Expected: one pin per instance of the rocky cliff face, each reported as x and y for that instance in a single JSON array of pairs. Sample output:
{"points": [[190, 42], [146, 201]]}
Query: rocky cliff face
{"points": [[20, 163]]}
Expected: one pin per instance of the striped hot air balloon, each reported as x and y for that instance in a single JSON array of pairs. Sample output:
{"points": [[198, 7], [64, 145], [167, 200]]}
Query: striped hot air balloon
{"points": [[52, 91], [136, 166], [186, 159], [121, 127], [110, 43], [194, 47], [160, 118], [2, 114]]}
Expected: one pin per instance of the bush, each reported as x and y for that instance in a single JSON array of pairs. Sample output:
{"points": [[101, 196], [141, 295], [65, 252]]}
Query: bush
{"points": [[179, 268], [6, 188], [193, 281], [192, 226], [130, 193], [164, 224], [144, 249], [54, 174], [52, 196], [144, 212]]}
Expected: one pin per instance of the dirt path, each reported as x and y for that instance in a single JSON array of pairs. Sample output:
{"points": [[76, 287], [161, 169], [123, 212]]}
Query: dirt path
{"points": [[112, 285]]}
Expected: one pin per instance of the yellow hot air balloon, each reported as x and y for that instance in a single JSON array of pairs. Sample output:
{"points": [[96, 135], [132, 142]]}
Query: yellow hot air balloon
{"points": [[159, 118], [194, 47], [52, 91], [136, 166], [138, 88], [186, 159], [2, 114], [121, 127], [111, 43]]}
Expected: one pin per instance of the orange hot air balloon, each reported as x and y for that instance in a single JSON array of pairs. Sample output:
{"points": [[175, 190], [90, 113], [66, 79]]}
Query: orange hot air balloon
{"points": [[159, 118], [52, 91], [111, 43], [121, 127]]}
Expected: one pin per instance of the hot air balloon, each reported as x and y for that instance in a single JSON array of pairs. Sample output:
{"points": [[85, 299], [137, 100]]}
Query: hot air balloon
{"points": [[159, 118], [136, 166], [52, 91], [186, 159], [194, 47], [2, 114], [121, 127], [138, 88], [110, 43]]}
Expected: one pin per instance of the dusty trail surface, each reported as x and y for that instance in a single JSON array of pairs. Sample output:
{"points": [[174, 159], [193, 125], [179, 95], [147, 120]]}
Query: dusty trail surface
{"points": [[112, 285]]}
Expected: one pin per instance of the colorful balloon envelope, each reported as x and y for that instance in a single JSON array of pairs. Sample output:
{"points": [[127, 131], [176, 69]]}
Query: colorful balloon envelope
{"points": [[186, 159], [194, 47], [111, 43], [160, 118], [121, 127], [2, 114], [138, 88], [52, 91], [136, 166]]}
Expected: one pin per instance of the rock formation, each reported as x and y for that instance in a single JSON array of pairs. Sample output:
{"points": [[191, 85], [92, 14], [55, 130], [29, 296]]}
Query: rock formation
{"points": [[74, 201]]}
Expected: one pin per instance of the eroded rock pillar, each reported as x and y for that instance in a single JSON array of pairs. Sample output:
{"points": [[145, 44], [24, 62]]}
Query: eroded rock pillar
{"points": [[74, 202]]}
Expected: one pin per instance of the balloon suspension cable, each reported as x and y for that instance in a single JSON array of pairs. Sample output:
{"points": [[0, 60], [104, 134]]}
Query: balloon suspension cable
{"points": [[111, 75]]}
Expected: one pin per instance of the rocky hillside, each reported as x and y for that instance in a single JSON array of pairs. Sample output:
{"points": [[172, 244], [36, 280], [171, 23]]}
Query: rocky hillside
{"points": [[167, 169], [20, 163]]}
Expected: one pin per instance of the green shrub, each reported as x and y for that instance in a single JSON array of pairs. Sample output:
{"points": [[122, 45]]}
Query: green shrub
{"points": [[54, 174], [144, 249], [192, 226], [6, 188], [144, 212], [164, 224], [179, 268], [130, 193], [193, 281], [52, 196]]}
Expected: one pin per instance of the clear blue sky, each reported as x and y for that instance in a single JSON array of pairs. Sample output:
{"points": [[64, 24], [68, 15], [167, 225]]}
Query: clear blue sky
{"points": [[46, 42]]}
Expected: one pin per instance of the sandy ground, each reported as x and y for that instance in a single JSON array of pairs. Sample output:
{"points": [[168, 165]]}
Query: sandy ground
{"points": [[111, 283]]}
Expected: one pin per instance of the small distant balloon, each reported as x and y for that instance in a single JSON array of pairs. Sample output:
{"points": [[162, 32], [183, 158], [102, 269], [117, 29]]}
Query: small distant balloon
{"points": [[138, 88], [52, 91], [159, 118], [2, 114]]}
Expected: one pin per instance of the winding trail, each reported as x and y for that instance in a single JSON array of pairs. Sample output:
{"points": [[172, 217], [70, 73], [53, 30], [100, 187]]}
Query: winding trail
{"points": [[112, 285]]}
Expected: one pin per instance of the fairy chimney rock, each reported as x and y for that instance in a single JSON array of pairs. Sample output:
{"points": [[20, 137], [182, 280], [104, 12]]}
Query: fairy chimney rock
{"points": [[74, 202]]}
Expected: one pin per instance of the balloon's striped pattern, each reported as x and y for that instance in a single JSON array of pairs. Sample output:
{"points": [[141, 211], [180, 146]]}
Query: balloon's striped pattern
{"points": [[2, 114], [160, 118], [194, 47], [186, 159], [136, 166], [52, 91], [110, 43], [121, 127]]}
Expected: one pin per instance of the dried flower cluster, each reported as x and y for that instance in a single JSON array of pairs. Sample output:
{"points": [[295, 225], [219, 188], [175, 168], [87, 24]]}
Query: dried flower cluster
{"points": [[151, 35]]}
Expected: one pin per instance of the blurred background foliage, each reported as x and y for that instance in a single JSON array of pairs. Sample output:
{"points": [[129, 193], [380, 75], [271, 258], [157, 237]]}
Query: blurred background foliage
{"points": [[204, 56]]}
************
### Task details
Could you transcribe every entry exactly, without altering anything?

### Response to this exercise
Expected: one pin per instance of the rocky cliff face, each reported as x and y for that instance in a single JSON array of pairs. Sample output:
{"points": [[190, 42], [146, 201]]}
Query: rocky cliff face
{"points": [[20, 163]]}
Expected: one pin per instance of the striped hot air balloon, each reported as x and y for that instance in a single JSON array of pairs. Sample output:
{"points": [[198, 7], [64, 145], [167, 200]]}
Query: striped hot air balloon
{"points": [[52, 91], [136, 166], [186, 159], [121, 127], [110, 43], [194, 47], [160, 118], [2, 114]]}
Expected: one pin per instance of the bush, each reported as x and y for that instance in a single JSON array of pairs. Sample output:
{"points": [[101, 196], [141, 295], [65, 252]]}
Query: bush
{"points": [[179, 268], [6, 188], [193, 281], [192, 226], [130, 193], [164, 224], [144, 249], [54, 174], [52, 196], [144, 212]]}
Expected: one pin per instance of the dirt path, each reported as x and y for that instance in a single JSON array of pairs. Sample output:
{"points": [[76, 287], [161, 169], [123, 212]]}
Query: dirt path
{"points": [[112, 285]]}
Expected: one pin per instance of the yellow hot air balloon, each reported as x and y for that instance in a single JSON array of pairs. Sample output:
{"points": [[96, 135], [132, 142]]}
Query: yellow hot air balloon
{"points": [[159, 118], [194, 47], [52, 91], [136, 166], [138, 88], [186, 159], [2, 114], [121, 127], [111, 43]]}
Expected: one pin per instance of the orange hot air balloon, each reported as x and y for that instance in a single JSON array of pairs. Sample output:
{"points": [[175, 190], [90, 113], [66, 79]]}
Query: orange hot air balloon
{"points": [[159, 118], [52, 91], [111, 43], [121, 127]]}
Expected: one pin per instance of the hot air balloon, each reported as x and y for that instance in a single JSON array of pairs. Sample output:
{"points": [[85, 299], [137, 100]]}
Query: hot air balloon
{"points": [[159, 118], [136, 166], [52, 91], [186, 159], [194, 47], [2, 114], [121, 127], [138, 88], [110, 43]]}
Expected: one pin per instance of the dusty trail surface, each reported as x and y for that instance in a single JSON array of pairs. Sample output:
{"points": [[174, 159], [193, 125], [179, 95], [147, 120]]}
Query: dusty trail surface
{"points": [[112, 285]]}
Expected: one pin per instance of the colorful balloon envelope, each reported as x and y for that instance in a single JSON array of pairs. Sample output:
{"points": [[127, 131], [176, 69]]}
Query: colorful balloon envelope
{"points": [[186, 159], [194, 47], [111, 43], [160, 118], [121, 127], [2, 114], [138, 88], [52, 91], [136, 166]]}
Expected: one pin per instance of the rock formation, each reported as x and y for that instance in a single JSON array of pairs. Sample output:
{"points": [[191, 85], [92, 14], [55, 130], [29, 296]]}
Query: rock formation
{"points": [[74, 201]]}
Expected: one pin per instance of the eroded rock pillar, each reported as x and y for that instance in a single JSON array of pairs. Sample output:
{"points": [[145, 44], [24, 62]]}
Query: eroded rock pillar
{"points": [[74, 202]]}
Expected: one pin per instance of the balloon suspension cable, each reported as x and y for that instance in a single JSON array of pairs. Sample output:
{"points": [[0, 60], [104, 134]]}
Query: balloon suspension cable
{"points": [[111, 75]]}
Expected: one pin per instance of the rocky hillside, each reported as x and y for that instance in a single JSON array of pairs. Sample output:
{"points": [[172, 244], [36, 280], [171, 23]]}
Query: rocky hillside
{"points": [[167, 169], [20, 163]]}
Expected: one pin per instance of the green shrub, each reported as x and y for that instance in a single JSON array of pairs. Sample output:
{"points": [[122, 45]]}
Query: green shrub
{"points": [[54, 174], [144, 249], [192, 226], [6, 188], [144, 212], [164, 224], [179, 268], [130, 193], [193, 281], [52, 196]]}
Expected: one pin per instance of the clear blue sky, each reported as x and y for that instance in a single JSON array of pairs. Sample output:
{"points": [[64, 24], [68, 15], [167, 225]]}
Query: clear blue sky
{"points": [[46, 42]]}
Expected: one pin per instance of the sandy ground, each reported as x and y for that instance in a single JSON array of pairs. Sample output:
{"points": [[168, 165]]}
Query: sandy ground
{"points": [[111, 283]]}
Expected: one pin per instance of the small distant balloon, each reported as x and y for that instance in a single JSON array of pairs. Sample output:
{"points": [[162, 32], [183, 158], [102, 269], [117, 29]]}
Query: small distant balloon
{"points": [[138, 88], [52, 91], [159, 118], [2, 114]]}
Expected: one pin per instance of the winding trail, each reported as x and y for that instance in a single JSON array of pairs. Sample output:
{"points": [[172, 217], [70, 73], [53, 30], [100, 187]]}
Query: winding trail
{"points": [[112, 285]]}
Expected: one pin per instance of the fairy chimney rock, each reported as x and y for that instance in a single JSON array of pairs. Sample output:
{"points": [[20, 137], [182, 280], [104, 12]]}
Query: fairy chimney rock
{"points": [[74, 202]]}
Expected: one pin per instance of the balloon's striped pattern, each reported as x and y for that instance in a single JSON array of pairs. Sample output:
{"points": [[141, 211], [180, 146]]}
Query: balloon's striped pattern
{"points": [[2, 114], [160, 118], [194, 47], [186, 159], [136, 166], [52, 91], [110, 43], [121, 127]]}
Expected: one pin per instance of the dried flower cluster, each reported as x and y for that instance in a single JSON array of pairs. Sample output:
{"points": [[295, 225], [219, 188], [175, 168], [87, 24]]}
Query: dried flower cluster
{"points": [[151, 35]]}
Expected: one pin per instance of the blurred background foliage, each reported as x and y for that instance in a single JSON array of pairs. Sample output:
{"points": [[129, 193], [380, 75], [271, 258], [157, 237]]}
Query: blurred background foliage
{"points": [[204, 56]]}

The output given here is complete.